◆ TASK DATA
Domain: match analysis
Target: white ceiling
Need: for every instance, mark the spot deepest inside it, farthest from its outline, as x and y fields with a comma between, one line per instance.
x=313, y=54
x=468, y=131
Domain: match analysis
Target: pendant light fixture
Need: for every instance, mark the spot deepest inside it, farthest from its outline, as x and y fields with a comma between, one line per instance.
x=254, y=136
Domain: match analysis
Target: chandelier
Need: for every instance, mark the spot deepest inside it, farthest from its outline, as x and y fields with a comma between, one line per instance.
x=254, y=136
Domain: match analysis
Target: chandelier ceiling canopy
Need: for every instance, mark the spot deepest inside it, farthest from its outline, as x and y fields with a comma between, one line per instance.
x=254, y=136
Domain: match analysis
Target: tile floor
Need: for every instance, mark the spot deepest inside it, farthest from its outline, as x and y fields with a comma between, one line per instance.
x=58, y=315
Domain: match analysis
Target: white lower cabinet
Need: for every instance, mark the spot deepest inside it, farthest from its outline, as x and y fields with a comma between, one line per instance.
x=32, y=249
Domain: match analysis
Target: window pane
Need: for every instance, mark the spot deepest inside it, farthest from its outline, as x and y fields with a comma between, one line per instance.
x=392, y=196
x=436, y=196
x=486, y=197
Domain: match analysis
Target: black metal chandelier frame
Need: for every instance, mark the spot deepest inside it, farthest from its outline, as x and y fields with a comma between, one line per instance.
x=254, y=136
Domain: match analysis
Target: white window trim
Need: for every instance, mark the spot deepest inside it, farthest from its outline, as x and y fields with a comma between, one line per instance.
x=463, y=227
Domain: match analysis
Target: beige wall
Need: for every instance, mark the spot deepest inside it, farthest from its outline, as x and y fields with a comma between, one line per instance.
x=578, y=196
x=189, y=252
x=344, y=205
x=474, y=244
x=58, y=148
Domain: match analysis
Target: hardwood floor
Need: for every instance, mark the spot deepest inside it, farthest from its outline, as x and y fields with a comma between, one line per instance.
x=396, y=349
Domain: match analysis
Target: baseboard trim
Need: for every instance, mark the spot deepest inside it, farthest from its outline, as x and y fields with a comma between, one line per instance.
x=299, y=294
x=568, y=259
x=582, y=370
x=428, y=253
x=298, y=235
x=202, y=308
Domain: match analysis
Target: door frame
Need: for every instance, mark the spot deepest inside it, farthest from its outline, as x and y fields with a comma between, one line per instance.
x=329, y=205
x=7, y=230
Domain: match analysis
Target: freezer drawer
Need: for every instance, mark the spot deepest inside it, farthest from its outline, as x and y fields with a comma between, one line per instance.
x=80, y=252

◆ WHAT YOU ARE ASKED TO DO
Please convert the data above, from its first line through the line containing "x=58, y=315" (both included), into a JSON list of strings with one string per line and blank lines left out.

◆ EXERCISE ANSWER
[
  "Domain: match analysis",
  "Target: white ceiling",
  "Need: for every instance, mark the spot deepest inside it, farthest from its outline, as x and y fields with a comma between, one line per instance.",
  "x=313, y=54",
  "x=468, y=131",
  "Domain: match analysis",
  "Target: pendant light fixture",
  "Need: for every instance, mark the spot deepest inside it, farthest from its outline, as x and y fields with a comma between, one line per instance.",
  "x=254, y=136",
  "Domain: match analysis",
  "Target: chandelier",
  "Need: for every instance, mark the spot deepest inside it, farthest from its outline, as x and y fields with a comma between, one line per instance.",
  "x=254, y=136",
  "Domain: match analysis",
  "Target: chandelier ceiling canopy",
  "Need: for every instance, mark the spot deepest inside it, farthest from its outline, as x and y fields with a comma between, one line per instance.",
  "x=254, y=136",
  "Domain: match analysis",
  "Target: tile floor",
  "Need: for every instance, mark the spot deepest inside it, farthest from its outline, as x and y fields with a comma between, one line per instance.",
  "x=58, y=315"
]